**Required task**
Report how many lines of the records contain the string "brown", with case counting. Give only the number.

**Information given**
=====

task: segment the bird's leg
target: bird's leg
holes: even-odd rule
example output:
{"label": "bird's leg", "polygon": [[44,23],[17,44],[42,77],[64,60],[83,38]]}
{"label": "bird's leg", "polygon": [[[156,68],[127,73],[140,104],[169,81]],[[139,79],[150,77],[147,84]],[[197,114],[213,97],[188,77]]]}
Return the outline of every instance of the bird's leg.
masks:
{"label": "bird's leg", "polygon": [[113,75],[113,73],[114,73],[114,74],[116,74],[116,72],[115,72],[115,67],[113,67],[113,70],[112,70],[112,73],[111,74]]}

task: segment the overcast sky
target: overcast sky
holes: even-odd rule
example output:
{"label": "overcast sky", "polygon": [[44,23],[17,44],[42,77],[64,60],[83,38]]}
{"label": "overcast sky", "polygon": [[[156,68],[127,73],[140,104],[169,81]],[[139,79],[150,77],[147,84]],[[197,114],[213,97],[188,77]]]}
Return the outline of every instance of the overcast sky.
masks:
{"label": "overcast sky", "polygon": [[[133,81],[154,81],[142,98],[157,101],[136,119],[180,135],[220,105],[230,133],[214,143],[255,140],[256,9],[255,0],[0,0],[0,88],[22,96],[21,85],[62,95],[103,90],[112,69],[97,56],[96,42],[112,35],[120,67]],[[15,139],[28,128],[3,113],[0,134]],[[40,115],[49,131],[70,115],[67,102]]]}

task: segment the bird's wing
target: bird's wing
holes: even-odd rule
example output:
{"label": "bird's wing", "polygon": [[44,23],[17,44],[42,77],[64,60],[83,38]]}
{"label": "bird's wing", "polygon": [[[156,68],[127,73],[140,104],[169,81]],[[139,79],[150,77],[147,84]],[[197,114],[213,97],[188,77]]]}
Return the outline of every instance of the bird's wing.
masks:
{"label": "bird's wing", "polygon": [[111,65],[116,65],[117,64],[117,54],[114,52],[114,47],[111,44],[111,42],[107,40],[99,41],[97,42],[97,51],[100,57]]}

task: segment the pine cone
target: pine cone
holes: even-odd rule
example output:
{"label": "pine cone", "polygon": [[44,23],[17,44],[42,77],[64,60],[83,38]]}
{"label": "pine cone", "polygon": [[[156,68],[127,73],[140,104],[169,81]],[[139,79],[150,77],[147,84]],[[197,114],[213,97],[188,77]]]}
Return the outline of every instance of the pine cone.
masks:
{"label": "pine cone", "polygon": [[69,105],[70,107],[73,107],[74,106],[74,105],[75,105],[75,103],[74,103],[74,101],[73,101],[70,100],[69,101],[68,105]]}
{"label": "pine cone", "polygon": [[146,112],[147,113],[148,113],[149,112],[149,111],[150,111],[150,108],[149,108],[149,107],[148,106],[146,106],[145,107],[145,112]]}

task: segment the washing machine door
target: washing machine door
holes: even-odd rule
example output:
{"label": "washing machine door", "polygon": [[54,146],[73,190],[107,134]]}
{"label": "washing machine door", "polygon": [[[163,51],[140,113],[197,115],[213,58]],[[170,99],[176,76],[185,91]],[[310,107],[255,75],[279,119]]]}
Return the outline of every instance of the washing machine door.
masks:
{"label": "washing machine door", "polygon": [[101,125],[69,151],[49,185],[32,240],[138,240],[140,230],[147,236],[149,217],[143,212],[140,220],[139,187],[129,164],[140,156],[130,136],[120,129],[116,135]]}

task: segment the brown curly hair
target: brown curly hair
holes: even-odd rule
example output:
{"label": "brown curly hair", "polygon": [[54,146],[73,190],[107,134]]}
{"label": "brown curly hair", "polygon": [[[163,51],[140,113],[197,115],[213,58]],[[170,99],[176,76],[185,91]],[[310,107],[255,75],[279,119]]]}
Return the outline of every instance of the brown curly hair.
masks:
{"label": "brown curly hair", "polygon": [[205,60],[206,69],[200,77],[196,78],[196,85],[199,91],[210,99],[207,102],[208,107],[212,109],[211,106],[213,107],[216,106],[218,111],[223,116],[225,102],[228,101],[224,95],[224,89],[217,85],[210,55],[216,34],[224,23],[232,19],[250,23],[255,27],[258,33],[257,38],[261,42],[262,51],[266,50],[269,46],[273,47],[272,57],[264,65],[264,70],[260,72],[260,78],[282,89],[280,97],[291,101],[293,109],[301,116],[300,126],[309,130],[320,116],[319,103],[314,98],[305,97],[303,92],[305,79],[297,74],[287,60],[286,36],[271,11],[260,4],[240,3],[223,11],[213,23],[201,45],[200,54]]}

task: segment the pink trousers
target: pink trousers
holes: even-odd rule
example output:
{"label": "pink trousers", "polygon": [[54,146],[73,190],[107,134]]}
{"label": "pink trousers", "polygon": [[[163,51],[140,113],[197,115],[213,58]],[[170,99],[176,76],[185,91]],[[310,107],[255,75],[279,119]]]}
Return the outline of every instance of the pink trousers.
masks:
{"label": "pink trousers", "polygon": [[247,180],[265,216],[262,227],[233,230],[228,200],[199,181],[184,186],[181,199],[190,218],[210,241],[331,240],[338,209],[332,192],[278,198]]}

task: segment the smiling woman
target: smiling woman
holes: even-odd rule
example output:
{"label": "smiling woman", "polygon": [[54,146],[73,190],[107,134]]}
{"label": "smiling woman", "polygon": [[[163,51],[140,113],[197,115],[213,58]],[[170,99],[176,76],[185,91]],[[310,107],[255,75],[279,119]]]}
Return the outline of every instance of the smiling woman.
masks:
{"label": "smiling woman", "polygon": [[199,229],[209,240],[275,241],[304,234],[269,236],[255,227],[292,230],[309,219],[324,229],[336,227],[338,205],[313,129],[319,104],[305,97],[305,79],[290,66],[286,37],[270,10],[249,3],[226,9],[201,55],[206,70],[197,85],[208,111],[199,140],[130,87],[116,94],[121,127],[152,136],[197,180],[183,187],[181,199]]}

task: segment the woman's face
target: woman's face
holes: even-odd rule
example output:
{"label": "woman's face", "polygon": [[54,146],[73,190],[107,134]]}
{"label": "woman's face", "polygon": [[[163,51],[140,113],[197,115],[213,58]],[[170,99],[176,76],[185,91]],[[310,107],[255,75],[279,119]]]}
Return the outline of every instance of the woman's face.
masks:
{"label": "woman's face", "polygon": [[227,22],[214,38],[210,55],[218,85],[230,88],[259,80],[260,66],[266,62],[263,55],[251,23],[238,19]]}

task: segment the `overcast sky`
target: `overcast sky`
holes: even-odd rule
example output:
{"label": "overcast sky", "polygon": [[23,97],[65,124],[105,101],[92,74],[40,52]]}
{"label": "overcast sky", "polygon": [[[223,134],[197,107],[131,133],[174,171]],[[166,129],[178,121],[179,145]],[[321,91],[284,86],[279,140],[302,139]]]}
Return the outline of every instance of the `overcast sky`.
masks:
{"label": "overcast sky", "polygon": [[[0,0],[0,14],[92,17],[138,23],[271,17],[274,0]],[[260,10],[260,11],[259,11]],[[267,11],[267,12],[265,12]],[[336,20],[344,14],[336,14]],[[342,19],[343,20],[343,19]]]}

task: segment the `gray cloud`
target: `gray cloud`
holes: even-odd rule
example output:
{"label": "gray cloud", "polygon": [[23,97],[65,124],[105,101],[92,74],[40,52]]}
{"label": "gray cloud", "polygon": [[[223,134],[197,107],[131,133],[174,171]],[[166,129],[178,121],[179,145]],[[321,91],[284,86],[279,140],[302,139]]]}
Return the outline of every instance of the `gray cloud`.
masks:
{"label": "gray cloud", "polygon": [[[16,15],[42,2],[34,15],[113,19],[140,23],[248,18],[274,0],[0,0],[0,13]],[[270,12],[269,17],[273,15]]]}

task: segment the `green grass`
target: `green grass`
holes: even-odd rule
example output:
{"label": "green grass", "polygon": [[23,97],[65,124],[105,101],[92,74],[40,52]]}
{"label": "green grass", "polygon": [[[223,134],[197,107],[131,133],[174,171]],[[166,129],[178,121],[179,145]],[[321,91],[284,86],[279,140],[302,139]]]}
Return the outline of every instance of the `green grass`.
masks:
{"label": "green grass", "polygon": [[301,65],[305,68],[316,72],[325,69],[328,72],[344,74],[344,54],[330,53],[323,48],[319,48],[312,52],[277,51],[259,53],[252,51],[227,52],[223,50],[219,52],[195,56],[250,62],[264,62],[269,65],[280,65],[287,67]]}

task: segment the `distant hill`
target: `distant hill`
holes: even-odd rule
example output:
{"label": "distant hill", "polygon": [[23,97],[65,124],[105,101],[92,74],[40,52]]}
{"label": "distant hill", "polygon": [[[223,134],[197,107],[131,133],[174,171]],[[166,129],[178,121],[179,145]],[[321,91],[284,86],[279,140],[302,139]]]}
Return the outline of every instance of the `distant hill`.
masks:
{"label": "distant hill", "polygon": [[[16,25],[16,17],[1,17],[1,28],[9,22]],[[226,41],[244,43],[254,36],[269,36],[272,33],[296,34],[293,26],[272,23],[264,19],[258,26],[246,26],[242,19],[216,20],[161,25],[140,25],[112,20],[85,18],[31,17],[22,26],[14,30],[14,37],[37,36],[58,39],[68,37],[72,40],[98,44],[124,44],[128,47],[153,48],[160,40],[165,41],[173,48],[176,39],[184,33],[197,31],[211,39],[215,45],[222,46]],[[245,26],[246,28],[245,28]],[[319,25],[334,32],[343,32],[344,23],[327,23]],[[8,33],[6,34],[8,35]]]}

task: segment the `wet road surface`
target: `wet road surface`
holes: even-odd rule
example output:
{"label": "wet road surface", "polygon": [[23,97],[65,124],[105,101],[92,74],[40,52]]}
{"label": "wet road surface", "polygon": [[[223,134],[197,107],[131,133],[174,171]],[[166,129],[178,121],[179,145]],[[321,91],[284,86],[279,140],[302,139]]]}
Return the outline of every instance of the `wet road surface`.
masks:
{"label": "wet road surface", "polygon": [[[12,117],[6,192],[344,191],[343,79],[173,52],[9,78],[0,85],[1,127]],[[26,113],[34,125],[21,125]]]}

=====

**Exercise response**
6